Location identification entries:
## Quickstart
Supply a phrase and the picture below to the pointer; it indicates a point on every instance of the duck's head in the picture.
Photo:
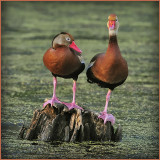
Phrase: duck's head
(113, 24)
(64, 39)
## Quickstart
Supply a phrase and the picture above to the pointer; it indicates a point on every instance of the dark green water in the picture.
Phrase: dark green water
(27, 32)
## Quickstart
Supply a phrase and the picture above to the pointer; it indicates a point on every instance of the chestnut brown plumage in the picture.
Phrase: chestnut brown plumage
(109, 69)
(64, 60)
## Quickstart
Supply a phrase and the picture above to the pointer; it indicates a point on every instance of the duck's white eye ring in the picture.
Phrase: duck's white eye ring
(68, 39)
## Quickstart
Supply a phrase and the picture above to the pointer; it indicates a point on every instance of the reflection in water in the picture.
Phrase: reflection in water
(27, 31)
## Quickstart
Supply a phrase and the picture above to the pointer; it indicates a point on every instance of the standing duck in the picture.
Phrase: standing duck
(64, 60)
(109, 69)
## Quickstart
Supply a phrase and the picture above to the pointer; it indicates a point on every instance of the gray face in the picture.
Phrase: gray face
(62, 40)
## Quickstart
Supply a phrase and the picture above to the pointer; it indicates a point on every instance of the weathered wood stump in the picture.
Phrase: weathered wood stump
(57, 123)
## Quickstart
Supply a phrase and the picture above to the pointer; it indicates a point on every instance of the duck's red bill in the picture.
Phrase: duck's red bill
(74, 46)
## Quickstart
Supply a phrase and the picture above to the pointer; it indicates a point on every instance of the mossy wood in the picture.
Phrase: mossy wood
(57, 123)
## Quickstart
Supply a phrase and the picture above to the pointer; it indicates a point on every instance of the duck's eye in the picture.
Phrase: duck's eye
(68, 39)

Required work:
How many lines in the listing above contain the word "brown"? Case matters, so give only the number.

Answer to the exercise:
2